TEXT SEGMENT =>
During the cleanup activities, a series of monitoring stations will be set up to measure and record monitor air quality, noise, vibration, movement, and water quality. Environmental monitoring data will be available online at: www.gowanussuperfund.com under the updates tab.
16. Why are the bridges that cross the canal closed to roadway traffic more frequently?
Dredging work in the canal will necessitate frequent bridge openings. Temporary traffic disruptions will occur at 3rd Street, Carroll Street, Union Street, and 9th Street during bridge openings. Extended openings of the bridges will occur during periods of heavy construction activity. Street closures are being coordinated with the New York City Department of Transportation. There are also temporary recreational boating and canoeing restrictions north of the 9th Street bridge.
17. What is your on-site COVID-19 policy?
As we continue to adjust to the evolving COVID-19 situation, Gowanus Canal Superfund Project Team is taking the necessary steps to ensure that decisions about cleanup activities at the Gowanus Canal Superfund site are made with the health and safety of the community and site workers as the priority. Moreover, our contractors are implementing health and safety plans specific to preventing the spread of the COVID-19 virus during cleanup activities. These plans require best practices for site safety, including face covering, gloves, and other appropriate personal protective equipment for employees and visitors, including temperature checks of employees, tracking employees who might be ill or have had contact with individuals testing positive for COVID-19, and social distancing. EPA will continue to monitor site operations and The Gowanus Canal Superfund Project Team’s health and safety practices.

Dataset entries =>
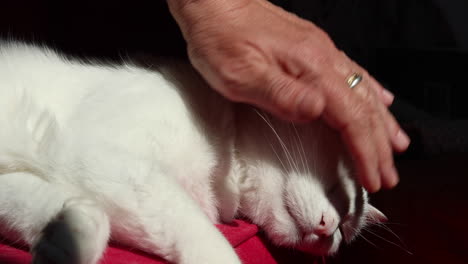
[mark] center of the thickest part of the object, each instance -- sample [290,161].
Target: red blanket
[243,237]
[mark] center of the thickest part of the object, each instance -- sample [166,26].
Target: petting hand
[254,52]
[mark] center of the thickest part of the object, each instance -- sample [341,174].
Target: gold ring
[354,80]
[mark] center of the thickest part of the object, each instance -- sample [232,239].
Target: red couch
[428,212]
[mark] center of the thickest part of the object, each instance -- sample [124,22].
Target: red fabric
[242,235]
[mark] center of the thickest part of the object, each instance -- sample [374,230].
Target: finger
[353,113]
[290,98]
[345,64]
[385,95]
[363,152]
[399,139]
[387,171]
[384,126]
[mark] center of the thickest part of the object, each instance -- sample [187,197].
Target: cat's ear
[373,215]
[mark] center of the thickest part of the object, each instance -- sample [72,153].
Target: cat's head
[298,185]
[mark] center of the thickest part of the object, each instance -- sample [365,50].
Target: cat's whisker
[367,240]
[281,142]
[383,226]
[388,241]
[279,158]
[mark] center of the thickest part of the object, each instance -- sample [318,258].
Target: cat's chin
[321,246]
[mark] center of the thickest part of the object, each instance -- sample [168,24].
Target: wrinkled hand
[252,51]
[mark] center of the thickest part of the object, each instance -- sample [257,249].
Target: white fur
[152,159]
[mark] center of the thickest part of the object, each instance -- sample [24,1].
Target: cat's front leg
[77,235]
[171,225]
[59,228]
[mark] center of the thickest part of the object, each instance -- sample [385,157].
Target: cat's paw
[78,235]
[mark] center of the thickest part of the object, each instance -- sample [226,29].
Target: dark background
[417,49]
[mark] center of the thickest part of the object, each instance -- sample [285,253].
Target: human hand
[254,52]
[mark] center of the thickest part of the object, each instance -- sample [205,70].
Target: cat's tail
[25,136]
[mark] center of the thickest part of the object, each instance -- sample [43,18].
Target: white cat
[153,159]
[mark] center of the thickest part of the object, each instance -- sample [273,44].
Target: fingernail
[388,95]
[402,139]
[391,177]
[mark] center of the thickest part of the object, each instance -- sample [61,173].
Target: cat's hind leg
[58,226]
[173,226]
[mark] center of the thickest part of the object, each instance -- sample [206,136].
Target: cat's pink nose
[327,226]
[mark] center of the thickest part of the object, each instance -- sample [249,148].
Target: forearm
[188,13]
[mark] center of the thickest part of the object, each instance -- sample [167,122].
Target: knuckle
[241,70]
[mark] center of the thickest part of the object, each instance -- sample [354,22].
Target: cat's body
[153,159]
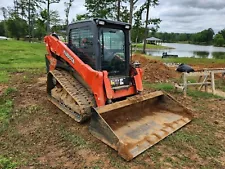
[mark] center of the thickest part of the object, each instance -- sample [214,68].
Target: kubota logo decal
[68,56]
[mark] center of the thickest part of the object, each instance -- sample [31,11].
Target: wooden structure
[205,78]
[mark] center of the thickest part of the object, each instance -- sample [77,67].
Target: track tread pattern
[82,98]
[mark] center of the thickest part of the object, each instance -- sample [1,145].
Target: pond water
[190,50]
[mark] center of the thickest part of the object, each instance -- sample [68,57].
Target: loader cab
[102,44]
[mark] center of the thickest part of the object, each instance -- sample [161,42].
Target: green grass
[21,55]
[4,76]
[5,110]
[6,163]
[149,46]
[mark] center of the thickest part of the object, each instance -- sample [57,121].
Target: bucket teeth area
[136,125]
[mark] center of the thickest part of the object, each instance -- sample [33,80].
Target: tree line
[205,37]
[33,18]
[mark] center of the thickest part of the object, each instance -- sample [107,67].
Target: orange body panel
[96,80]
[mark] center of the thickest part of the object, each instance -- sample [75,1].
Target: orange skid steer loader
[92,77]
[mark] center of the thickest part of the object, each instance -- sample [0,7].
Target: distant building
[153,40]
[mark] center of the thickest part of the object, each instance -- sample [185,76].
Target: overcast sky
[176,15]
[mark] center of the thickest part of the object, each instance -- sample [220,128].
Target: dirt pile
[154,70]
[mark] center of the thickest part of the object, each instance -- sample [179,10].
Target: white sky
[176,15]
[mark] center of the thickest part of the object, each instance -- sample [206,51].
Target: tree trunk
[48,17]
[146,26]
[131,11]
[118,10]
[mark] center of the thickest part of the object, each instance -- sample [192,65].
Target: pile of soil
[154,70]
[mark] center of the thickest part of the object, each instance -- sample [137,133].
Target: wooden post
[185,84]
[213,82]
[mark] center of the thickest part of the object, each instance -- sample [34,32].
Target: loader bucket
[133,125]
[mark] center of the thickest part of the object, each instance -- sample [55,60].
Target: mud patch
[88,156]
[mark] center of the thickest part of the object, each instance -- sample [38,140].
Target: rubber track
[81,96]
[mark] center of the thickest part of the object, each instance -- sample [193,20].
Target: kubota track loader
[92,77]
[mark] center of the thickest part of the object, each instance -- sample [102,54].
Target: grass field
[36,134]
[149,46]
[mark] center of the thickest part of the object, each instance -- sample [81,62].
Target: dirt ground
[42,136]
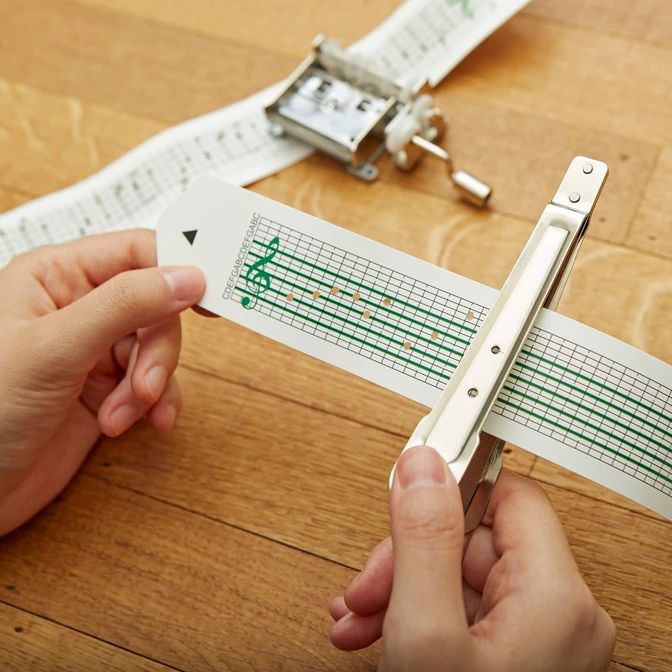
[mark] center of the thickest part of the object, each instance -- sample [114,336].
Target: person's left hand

TASK BRIEF =>
According to the Gowanus Canal cleanup text, at which streets will bridge openings cause temporary traffic disruptions? The rows come from a separate source.

RESPONSE =>
3rd Street, Carroll Street, Union Street, and 9th Street.